[To do]: Reproduce every item below in full, requests included. Scale each coordinate in the returned masks by 1.1 and round it to a whole number, rounding halves up, while leaving all numbers in the requests and their format samples unchanged.

Rows from a dataset
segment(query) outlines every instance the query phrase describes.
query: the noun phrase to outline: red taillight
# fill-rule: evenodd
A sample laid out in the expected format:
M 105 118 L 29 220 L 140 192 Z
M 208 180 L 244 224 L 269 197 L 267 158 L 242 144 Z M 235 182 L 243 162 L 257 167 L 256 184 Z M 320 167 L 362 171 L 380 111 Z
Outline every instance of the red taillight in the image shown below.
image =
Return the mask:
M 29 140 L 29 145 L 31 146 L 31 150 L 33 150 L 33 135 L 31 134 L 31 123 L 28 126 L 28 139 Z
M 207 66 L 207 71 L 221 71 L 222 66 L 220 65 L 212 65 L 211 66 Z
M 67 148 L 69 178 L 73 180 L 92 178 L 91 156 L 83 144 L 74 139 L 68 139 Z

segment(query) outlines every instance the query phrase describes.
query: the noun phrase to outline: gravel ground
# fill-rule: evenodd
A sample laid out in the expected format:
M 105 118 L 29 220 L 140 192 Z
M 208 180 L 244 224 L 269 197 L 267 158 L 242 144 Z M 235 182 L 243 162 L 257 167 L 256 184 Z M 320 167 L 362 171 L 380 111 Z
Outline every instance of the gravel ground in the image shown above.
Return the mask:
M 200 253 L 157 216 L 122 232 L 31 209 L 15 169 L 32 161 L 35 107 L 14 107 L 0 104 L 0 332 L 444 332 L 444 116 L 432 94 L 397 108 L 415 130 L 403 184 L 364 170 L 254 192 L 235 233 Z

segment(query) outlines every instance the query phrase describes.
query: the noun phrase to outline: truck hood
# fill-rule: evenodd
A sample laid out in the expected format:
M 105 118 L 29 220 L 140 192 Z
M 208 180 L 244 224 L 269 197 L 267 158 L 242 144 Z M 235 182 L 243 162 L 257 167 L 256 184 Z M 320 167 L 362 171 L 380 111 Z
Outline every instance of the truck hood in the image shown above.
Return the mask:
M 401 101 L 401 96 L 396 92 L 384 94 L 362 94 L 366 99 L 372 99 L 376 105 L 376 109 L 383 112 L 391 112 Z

[Final result]:
segment(query) outlines every instance the query phrase describes.
query: the noun phrase to outline: red taillight
# fill-rule: evenodd
A sample laid out in the expected format:
M 105 118 L 29 220 L 140 192 Z
M 208 180 L 244 224 L 269 197 L 267 158 L 242 144 Z M 235 182 L 243 162 L 257 167 L 256 184 Z M 320 167 L 362 171 L 380 111 Z
Outline every instance of the red taillight in the image shown below.
image =
Return the mask:
M 32 154 L 32 160 L 34 161 L 34 165 L 36 165 L 36 149 L 34 147 L 34 135 L 31 139 L 31 153 Z
M 228 73 L 228 78 L 243 78 L 244 73 L 242 72 L 233 72 L 232 73 Z
M 74 163 L 76 196 L 80 198 L 101 196 L 100 172 L 91 158 L 81 153 L 75 153 Z

segment(query) outlines every instance the query phrase describes.
query: the noun phrase to outline: gravel ground
# fill-rule: evenodd
A sample laid out in the expected format:
M 105 118 L 29 220 L 140 192 Z
M 208 180 L 244 224 L 269 197 L 267 158 L 242 144 Z M 235 182 L 243 162 L 257 167 L 256 184 Z M 320 167 L 362 171 L 380 111 Z
Outline every instance of the gravel ground in the image shown above.
Return the mask:
M 220 278 L 173 238 L 134 255 L 34 230 L 17 186 L 35 177 L 39 118 L 15 118 L 0 114 L 0 365 L 488 365 L 488 128 L 475 103 L 437 119 L 457 143 L 443 202 L 400 187 L 279 211 L 259 256 Z

segment(query) outlines every instance the query phrase describes.
query: the noun phrase to outline: truck hood
# fill-rule: evenodd
A sample laid out in the expected format:
M 105 118 L 29 220 L 140 192 Z
M 208 180 L 244 224 L 269 197 L 267 158 L 242 144 Z M 235 182 L 243 162 L 257 167 L 256 184 Z M 320 167 L 362 171 L 380 111 Z
Outline every instance of the truck hood in the image shown above.
Return the mask:
M 441 111 L 441 106 L 436 101 L 422 103 L 398 103 L 403 109 L 409 109 L 414 116 L 414 120 L 421 123 L 430 123 Z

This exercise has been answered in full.